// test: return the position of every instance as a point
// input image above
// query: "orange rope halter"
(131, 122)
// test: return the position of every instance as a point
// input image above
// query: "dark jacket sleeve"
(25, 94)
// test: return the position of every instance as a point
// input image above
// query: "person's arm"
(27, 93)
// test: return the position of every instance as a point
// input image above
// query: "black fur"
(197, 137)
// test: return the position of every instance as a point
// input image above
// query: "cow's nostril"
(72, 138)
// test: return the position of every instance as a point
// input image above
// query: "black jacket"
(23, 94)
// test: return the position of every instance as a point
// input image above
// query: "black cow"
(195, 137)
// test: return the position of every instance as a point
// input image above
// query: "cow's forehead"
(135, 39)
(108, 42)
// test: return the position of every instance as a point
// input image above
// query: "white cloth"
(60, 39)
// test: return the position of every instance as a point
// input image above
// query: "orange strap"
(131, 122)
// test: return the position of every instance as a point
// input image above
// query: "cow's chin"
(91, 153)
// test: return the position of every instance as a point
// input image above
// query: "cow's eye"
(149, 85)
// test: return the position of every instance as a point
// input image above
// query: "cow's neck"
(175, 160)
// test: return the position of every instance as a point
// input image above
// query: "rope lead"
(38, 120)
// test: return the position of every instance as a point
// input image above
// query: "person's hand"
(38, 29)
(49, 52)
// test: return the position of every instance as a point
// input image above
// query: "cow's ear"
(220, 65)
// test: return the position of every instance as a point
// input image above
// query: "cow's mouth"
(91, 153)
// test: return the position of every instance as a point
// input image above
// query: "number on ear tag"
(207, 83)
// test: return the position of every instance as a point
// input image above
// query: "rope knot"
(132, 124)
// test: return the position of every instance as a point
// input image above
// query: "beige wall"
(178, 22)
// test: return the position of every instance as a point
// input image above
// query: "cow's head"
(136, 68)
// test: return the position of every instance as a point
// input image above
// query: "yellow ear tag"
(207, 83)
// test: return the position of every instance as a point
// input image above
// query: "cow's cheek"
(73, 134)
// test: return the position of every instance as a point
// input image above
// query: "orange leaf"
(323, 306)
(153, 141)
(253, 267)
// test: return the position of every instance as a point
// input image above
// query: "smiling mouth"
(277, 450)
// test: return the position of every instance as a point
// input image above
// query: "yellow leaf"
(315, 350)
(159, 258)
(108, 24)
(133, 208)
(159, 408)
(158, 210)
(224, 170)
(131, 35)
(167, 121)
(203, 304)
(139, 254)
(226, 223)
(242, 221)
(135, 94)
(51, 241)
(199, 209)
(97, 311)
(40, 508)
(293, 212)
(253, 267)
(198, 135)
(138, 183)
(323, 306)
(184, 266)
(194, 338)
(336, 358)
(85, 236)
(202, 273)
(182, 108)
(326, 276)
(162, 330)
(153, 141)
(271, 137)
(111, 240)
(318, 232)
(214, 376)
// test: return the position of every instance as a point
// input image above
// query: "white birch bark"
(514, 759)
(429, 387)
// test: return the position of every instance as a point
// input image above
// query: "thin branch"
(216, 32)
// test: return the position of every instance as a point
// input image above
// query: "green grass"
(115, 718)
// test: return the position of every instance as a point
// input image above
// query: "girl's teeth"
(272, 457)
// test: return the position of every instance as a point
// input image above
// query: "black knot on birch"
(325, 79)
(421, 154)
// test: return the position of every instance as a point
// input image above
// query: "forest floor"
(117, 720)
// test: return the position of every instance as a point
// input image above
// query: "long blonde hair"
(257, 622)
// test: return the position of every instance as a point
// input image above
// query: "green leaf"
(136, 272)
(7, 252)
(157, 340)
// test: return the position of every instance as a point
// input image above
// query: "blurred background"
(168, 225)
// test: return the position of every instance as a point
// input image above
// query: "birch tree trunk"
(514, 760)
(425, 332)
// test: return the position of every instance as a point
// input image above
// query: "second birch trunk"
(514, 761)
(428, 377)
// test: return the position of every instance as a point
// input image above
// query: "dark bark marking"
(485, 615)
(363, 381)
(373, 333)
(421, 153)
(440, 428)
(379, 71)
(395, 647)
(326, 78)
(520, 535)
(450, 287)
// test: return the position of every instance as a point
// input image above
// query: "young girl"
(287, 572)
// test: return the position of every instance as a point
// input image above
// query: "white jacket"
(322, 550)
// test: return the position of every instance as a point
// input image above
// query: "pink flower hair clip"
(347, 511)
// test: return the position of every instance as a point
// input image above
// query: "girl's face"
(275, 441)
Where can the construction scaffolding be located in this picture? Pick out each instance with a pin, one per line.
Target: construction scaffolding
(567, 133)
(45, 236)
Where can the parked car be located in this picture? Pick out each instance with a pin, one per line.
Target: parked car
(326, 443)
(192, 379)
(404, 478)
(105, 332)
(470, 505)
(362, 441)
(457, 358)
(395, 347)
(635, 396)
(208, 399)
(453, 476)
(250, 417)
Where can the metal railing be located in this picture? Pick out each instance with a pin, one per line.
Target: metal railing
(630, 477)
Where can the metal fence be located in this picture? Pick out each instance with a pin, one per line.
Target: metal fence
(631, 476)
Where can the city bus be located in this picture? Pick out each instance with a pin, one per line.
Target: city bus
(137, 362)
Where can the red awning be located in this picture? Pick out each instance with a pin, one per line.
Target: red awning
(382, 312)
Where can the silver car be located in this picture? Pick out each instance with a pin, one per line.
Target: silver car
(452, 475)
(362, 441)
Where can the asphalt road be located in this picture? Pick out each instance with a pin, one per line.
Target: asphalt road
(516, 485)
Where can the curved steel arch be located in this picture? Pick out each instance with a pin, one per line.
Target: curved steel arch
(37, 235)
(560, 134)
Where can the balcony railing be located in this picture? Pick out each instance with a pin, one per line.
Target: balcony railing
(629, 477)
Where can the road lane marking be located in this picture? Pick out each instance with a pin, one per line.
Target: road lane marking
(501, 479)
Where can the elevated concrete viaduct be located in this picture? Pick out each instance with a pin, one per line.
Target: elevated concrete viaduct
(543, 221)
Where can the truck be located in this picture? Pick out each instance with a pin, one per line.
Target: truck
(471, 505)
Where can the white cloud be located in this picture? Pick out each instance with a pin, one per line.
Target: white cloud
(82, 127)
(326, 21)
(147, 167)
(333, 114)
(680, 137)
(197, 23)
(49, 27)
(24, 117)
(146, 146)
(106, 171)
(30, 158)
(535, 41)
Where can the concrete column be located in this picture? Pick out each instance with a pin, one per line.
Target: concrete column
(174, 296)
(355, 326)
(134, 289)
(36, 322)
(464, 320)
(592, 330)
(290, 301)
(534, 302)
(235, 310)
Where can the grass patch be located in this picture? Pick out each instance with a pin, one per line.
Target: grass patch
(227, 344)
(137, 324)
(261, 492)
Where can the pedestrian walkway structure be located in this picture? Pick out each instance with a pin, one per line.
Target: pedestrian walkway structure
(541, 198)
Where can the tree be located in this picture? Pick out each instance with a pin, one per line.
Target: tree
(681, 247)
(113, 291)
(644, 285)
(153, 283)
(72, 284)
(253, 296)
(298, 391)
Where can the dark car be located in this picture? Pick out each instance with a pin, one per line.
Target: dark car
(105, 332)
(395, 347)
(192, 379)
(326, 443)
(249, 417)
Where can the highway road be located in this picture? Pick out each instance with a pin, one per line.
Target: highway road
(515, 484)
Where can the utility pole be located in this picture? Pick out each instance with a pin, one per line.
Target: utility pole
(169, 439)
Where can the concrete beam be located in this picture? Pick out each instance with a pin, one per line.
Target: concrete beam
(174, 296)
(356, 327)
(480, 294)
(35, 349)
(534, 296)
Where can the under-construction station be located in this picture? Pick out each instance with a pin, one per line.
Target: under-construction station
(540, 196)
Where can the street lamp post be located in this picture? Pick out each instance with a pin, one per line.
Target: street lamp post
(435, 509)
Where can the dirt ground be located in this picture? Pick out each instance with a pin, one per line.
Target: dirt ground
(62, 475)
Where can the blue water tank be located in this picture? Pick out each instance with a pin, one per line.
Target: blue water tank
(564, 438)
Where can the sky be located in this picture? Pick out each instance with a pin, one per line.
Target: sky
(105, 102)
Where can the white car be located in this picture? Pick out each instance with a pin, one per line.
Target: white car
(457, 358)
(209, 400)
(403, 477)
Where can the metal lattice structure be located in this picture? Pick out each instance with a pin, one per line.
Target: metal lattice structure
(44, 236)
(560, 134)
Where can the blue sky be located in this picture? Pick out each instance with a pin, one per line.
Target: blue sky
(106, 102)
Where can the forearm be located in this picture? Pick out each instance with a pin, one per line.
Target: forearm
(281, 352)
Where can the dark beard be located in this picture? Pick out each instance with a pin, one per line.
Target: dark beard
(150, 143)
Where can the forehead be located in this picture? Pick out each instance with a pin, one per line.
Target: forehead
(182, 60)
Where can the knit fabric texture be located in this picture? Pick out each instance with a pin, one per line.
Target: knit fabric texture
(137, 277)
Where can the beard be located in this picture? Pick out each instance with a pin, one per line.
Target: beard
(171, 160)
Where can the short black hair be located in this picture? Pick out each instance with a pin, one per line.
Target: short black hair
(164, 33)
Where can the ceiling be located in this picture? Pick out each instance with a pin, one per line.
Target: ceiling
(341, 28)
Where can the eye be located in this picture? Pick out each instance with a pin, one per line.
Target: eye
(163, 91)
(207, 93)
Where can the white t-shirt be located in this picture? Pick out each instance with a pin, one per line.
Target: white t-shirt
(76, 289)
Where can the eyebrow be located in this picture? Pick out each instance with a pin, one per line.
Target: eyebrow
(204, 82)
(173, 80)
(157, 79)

_____

Look in the material above for the line with "Target: balcony railing" and the line with "Where can the tree", and transcribe exactly those lines and all lines between them, nothing more.

Solution to this exercise:
Target: balcony railing
(629, 477)
Where can the road lane marking be located in this picture? Pick out each instance with a pin, one per line.
Target: road lane marking
(501, 479)
Where can the elevated concrete viaduct be located in this picture? Pick out each instance with a pin, one per line.
Target: elevated concrete viaduct
(543, 221)
Where can the truck be located in this picture? Pick out each instance with a pin, one per line.
Target: truck
(471, 505)
Where can the white cloud be located in this picture? Pick out each instance with a pin, one per line.
Target: white cloud
(82, 127)
(326, 21)
(147, 167)
(333, 114)
(680, 137)
(197, 23)
(49, 27)
(24, 117)
(146, 146)
(106, 171)
(30, 158)
(535, 41)
Where can the concrete column be located in this picture? Pick out each instance with a pin, one per line.
Target: concrete column
(174, 296)
(355, 326)
(134, 289)
(36, 322)
(464, 320)
(592, 330)
(290, 301)
(534, 302)
(235, 310)
Where can the grass patch be located in this picture? Pick out each instance with a pin, one per line.
Target: grass patch
(227, 344)
(137, 324)
(261, 492)
Where can the pedestrian walkway structure be located in this picture? Pick out each instance with a pin, one per line.
Target: pedestrian walkway structure
(541, 198)
Where can the tree be located in this picture? Pick out each instance with a pin, one per line.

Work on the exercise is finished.